REQUEST 1:
In the Mycalex passage, swap "frit" for "glass powder" and give the resulting text, starting with "In addition to" and going on through "other related factors.".
REQUEST 2:
Carry on the Mycalex passage past its final sentence, keeping to its formal register.

SOURCE DOCUMENT:
________________________________________

In this ceramic material, glass, in semi-fused powered form, is used as the bonding agent to hold the particles of mica together, and in this state is known in the trade as frit, of which there are a number of types or grades, depending upon the formula used. Pemco, prior to its relations with the plaintiff which are here in issue, had been an extensive manufacturer of porcelain enamel frit used in the manufacture of stoves, refrigerators, sanitary ware, washing machines, display cases, etc. In April, 1942, the plaintiff entered into negotiations with Pemco looking towards the furnishing by Pemco to the plaintiff of the latter's requirements for frit in its manufacture of Mycalex. As a result, plaintiff's production manager visited Pemco's Baltimore plant in order to become acquainted more precisely with the kind of frit that plaintiff required. After witnessing and assisting in the manufacture of frit at Pemco's Baltimore plant, quantities of Mycalex were made with it by plaintiff at its plant in Clifton, New Jersey, and orders for specific amounts of this frit were then given by plaintiff to Pemco for delivery over a period of months, continuing into the year 1943. During this period, plaintiff's plant at Clifton, New Jersey, was visited on several occasions by officials of Pemco, always upon plaintiff's invitation, in order that these officials might acquaint themselves fully with the various stages in the production of Mycalex in which Pemco's frit was being used, and thereby might be able to improve the frit it was supplying to the plaintiff, the latter having found that this frit was not fully up to its requirements. *422 In the course of these visits, full access to plaintiff's plant was given to Pemco's officials.

During and prior to the period of these visits, the General Electric Company and the Westinghouse Electric & Manufacturing Company had manufactured and sold glass-bonded mica electrical insulating material, and Pemco's director of research from 1936 to 1943 had been employed by the General Electric Company from 1927 to 1934 as head of its enamel department which manufactured the glass for the General Electric Mycalex department; and in this capacity he became thoroughly acquainted with the composition and processing of both frit and the finished product, Mycalex. After coming with Pemco, this same person made visits to the General Electric Company's Mycalex plant as late as 1940.

In addition to information so acquired as to the composition and manufacture of this material, Pemco had enjoyed, both during and prior to this period, the benefit of knowledge acquired from the numerous patents previously referred to, and from trade publications and other sources. The technical knowledge required in order to manufacture this material was well known to ceramics engineers and chemists generally. Also, commercial success of glass-bonded mica insulating material depends basically upon the use of that type of frit best adapted for the particular use to which the finished insulating material is to be put, and a determination as to what is the best type of frit involves much experimentation with formulas in order to ascertain the critical temperatures, proper heating and cooling periods, the pressing to be employed, as well as other related factors.

________________________________________

A run of records:
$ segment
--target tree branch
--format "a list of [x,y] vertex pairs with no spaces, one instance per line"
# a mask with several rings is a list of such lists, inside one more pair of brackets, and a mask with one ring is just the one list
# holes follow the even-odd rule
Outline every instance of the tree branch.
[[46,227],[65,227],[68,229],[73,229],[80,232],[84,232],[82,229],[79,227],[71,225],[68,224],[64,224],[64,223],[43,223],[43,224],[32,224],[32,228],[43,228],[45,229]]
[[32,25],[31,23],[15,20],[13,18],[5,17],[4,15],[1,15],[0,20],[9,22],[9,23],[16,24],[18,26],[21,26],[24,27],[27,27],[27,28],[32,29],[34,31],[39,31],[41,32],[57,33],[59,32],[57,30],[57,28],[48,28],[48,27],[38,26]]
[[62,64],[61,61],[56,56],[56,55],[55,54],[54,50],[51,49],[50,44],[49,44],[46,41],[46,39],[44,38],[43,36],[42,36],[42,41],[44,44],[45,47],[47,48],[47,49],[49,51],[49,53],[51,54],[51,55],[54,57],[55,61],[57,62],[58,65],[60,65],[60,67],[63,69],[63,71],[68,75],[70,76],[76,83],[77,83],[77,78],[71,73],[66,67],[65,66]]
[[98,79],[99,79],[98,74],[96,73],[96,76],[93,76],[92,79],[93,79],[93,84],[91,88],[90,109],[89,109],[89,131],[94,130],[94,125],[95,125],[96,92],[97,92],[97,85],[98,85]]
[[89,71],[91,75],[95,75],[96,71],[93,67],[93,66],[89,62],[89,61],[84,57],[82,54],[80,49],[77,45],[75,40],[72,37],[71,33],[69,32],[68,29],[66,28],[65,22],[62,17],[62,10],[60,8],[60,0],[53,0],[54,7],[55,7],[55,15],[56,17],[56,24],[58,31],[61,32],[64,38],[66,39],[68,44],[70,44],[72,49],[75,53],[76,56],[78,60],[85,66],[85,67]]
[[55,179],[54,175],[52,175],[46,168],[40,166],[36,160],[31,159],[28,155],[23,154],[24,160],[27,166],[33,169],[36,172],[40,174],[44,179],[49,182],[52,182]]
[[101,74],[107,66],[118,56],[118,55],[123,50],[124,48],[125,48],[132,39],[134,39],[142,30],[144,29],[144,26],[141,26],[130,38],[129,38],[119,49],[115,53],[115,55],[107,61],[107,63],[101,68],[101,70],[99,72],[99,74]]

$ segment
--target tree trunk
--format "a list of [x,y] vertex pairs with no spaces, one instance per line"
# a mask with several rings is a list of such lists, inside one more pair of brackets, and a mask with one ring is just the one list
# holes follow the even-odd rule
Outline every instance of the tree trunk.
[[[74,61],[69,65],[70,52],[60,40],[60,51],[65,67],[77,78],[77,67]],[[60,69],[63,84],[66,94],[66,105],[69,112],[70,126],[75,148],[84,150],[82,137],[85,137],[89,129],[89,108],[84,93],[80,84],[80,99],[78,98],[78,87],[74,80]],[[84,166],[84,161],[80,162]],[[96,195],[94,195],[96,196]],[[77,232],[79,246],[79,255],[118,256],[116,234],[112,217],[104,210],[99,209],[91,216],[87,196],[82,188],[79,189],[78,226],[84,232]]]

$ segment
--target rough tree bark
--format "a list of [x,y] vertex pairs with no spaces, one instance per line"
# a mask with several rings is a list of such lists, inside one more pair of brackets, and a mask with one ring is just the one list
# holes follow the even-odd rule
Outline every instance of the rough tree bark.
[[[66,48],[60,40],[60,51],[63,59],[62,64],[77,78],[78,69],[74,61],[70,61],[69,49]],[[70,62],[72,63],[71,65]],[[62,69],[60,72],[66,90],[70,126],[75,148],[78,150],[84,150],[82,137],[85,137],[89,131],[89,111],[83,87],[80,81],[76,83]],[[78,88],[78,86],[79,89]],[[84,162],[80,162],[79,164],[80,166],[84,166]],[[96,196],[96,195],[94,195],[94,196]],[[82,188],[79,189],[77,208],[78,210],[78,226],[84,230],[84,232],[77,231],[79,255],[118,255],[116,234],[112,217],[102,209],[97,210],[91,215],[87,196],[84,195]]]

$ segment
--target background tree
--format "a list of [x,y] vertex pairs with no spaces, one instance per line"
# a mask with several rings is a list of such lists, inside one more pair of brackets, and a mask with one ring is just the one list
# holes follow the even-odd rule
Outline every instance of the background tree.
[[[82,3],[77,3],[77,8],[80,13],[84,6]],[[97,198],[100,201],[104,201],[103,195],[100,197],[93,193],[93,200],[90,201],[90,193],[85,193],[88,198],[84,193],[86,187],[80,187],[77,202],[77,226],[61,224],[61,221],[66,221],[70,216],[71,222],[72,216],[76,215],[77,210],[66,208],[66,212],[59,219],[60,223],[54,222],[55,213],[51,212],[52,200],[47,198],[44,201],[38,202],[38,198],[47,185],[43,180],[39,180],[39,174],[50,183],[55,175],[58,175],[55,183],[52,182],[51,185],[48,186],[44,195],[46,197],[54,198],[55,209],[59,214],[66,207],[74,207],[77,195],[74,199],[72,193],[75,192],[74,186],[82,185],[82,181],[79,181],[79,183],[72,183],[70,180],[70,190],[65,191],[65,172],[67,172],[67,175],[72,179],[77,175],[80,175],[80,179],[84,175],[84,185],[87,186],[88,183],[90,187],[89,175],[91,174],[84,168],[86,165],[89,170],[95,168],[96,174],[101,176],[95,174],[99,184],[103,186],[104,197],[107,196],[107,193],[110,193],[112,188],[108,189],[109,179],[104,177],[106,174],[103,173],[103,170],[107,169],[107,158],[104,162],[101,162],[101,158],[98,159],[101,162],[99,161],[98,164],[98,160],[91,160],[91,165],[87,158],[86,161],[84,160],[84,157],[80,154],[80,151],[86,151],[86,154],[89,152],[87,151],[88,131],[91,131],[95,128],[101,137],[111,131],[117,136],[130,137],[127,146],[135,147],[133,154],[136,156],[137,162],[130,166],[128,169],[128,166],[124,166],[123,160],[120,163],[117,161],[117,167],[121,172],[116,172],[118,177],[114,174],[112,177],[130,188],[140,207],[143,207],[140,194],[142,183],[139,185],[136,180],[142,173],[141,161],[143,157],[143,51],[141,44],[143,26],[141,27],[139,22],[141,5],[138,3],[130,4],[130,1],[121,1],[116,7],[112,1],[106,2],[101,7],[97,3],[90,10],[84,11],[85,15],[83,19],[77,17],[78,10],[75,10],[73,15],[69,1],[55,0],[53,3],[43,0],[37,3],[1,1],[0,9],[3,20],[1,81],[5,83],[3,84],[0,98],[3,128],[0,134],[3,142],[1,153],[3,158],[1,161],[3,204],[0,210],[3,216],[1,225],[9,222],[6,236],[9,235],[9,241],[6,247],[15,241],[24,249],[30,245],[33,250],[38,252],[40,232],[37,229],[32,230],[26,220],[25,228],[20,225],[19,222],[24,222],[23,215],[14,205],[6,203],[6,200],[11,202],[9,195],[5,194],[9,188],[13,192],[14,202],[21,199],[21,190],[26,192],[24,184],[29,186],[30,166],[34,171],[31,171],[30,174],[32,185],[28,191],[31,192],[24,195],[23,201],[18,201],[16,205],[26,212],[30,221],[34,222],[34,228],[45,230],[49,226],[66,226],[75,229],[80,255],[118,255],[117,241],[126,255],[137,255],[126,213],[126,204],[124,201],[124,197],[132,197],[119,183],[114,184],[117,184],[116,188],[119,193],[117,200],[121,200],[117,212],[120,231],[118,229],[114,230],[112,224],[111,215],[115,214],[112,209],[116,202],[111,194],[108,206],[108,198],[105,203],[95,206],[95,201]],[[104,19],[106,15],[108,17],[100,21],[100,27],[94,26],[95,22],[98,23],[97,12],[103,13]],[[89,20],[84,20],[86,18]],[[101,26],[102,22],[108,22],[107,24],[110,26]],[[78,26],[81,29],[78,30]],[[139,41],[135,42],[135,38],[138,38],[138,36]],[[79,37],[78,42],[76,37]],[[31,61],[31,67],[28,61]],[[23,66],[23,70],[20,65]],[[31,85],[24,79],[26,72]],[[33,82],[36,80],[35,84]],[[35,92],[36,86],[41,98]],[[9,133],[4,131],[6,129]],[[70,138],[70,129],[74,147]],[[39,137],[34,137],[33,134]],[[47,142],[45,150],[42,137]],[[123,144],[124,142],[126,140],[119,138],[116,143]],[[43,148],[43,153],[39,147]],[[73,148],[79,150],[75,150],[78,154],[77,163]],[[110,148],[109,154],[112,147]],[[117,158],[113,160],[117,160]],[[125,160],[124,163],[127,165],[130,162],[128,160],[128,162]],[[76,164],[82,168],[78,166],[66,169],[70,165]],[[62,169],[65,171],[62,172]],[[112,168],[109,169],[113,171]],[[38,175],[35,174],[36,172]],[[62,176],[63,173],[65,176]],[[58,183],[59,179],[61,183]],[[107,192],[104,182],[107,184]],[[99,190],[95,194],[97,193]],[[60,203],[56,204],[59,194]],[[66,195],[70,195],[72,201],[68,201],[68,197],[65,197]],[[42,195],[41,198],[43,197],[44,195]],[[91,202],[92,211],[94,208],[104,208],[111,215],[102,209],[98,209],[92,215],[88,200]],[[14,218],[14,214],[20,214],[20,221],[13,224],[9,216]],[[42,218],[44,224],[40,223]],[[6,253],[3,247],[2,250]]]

________________________________________

FINAL ANSWER 1:
In addition to information so acquired as to the composition and manufacture of this material, Pemco had enjoyed, both during and prior to this period, the benefit of knowledge acquired from the numerous patents previously referred to, and from trade publications and other sources. The technical knowledge required in order to manufacture this material was well known to ceramics engineers and chemists generally. Also, commercial success of glass-bonded mica insulating material depends basically upon the use of that type of glass powder best adapted for the particular use to which the finished insulating material is to be put, and a determination as to what is the best type of glass powder involves much experimentation with formulas in order to ascertain the critical temperatures, proper heating and cooling periods, the pressing to be employed, as well as other related factors.

FINAL ANSWER 2:
In December, 1942, Pemco began for the first time the manufacturing of glass-bonded mica electrical insulating material, and International Products Corporation, the other defendant, was incorporated in March, 1943, but under separate ownership, for the purpose of taking over the manufacture of this material from Pemco, which it did, the frit used in such manufacture being thereafter supplied by Pemco. Both Pemco and International were largely induced to enter this new manufacturing field because of greater opportunities believed to exist as a result of Government war requirements. Neither Pemco nor International disclosed to plaintiff in advance of their doing so, that they intended to enter this field, although Pemco had informed the General Electric Company of its intention so to do, and that company had not objected.

Plaintiff continued to receive shipments of frit from Pemco pursuant to prior agreement until the latter part of 1943, which was several months after it had learned that International was making glass-bonded mica electrical insulating material in competition with it, and it was not until August 25, 1944, that the plaintiff made any real protest. On that date it wrote both defendant companies that it considered their commercial manufacture of glass-bonded mica electrical insulation material to be in violation of plaintiff's rights in that such manufacture, after plaintiff had disclosed its process to Pemco while the latter was supplying plaintiff with frit with the implied understanding that Pemco would not compete with plaintiff, as well as defendants' failure to disclose their intention to enter into such competitive manufacture, constituted unfair competition. Defendants replied to this letter denying the charges therein contained, and on February 21st, 1945, the present suit was filed.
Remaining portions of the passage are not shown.